Exercise details: All of the data must be printed exactly; please include every line.

Data extract:
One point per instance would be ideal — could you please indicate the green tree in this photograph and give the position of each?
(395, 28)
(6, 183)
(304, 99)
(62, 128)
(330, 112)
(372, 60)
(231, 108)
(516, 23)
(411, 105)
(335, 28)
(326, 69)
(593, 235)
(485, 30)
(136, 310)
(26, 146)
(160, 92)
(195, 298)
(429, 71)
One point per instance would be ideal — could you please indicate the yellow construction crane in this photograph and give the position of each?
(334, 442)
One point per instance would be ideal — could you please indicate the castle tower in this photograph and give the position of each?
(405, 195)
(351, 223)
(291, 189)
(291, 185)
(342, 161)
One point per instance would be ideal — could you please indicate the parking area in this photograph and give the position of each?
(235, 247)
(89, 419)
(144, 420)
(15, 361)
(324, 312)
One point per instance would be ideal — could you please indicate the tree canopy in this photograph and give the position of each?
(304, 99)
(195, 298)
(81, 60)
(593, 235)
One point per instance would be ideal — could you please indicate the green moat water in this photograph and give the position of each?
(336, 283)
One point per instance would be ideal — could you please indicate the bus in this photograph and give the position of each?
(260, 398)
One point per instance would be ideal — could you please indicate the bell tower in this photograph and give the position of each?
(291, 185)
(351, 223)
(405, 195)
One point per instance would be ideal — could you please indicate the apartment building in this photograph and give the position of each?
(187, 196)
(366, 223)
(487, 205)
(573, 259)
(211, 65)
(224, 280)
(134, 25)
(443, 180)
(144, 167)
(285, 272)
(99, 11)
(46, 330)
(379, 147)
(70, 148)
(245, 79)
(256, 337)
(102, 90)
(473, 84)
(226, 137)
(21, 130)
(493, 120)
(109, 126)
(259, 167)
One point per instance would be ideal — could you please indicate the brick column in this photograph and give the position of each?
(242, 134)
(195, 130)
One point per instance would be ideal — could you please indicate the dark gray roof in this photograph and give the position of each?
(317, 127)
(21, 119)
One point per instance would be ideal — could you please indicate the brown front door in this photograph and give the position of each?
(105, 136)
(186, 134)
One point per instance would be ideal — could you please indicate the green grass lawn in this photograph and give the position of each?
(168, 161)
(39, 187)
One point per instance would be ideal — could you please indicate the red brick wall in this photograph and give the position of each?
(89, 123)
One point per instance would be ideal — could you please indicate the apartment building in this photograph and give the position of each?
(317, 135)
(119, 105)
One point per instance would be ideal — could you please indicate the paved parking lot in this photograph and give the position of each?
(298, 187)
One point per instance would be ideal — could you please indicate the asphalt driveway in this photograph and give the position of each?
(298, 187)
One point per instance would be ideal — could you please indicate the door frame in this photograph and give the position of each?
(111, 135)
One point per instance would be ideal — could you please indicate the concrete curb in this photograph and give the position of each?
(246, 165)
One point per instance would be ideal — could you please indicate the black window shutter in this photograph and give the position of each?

Solution below:
One point per instance would be ideal — could you please indicate the green tree in this photograph and give the position of each?
(395, 28)
(6, 183)
(304, 99)
(62, 128)
(330, 112)
(372, 60)
(231, 108)
(516, 23)
(411, 105)
(335, 28)
(326, 69)
(593, 235)
(485, 30)
(136, 310)
(26, 146)
(160, 92)
(195, 298)
(429, 71)
One point per instance would be ideal — could you please indicate the yellow construction crane in this photograph and give the position of each?
(334, 442)
One point per instance would be ideal — could you please indicate the castle tower in this photograph and give the position of each?
(405, 195)
(351, 223)
(291, 189)
(291, 185)
(342, 161)
One point per instance would be ideal — could you please indicate the parking area in this photograph and give the position of each?
(235, 247)
(89, 419)
(144, 420)
(15, 361)
(324, 312)
One point per instance would be ideal — could you please indicate the tree canopy in this photograph and give the position of each?
(304, 99)
(195, 298)
(81, 60)
(593, 235)
One point per instance would be ideal — could you please indicate the green moat water in this photograph and give the position of each?
(336, 283)
One point per instance would be ideal — could you please indicate the bus in this photograph and give the position of each?
(260, 398)
One point per instance would be ideal — could you please indicate the bell tower in this photograph and give the position of each?
(291, 185)
(351, 223)
(405, 195)
One point per instance would be ideal — could you please indicate the apartment building in this photograph and give the position of each?
(187, 196)
(366, 223)
(487, 205)
(573, 259)
(211, 65)
(224, 280)
(134, 25)
(443, 180)
(144, 167)
(285, 272)
(99, 11)
(46, 330)
(379, 147)
(70, 148)
(245, 79)
(256, 337)
(102, 90)
(473, 84)
(226, 137)
(21, 130)
(493, 120)
(109, 126)
(259, 167)
One point per instance would be ideal — could you please indicate the brick column in this photograph and give the position of each?
(242, 134)
(195, 130)
One point per instance would be ideal — could you please indicate the dark gray roof in this photograph and give the position of each?
(317, 127)
(21, 119)
One point per instance would be ideal — could you please indicate the brown front door in this photograph and give the position of each?
(105, 136)
(186, 134)
One point per instance would be ideal — could you please indicate the green grass lawn in this photograph and give the position of each?
(168, 161)
(39, 187)
One point per instance would be ideal — could you please indicate the red brick wall in this photograph and give the position of each?
(89, 123)
One point per instance would be ideal — could you please indicate the apartment building in this photograph and give the position of each?
(317, 135)
(119, 105)
One point per instance would be ideal — could you please indicate the paved parking lot in this photograph and give the position of each?
(298, 187)
One point per instance would be ideal — could you please indicate the asphalt driveway in this photograph and give the position of each?
(298, 187)
One point per instance would be ideal — could you please indicate the door frame in this photograph and give the position of each?
(111, 135)
One point per instance would be ideal — could you please indicate the concrete curb in this photograph and give the position of each?
(246, 165)
One point per instance would be ideal — could you please indicate the black window shutter in this photograph and give the position of each?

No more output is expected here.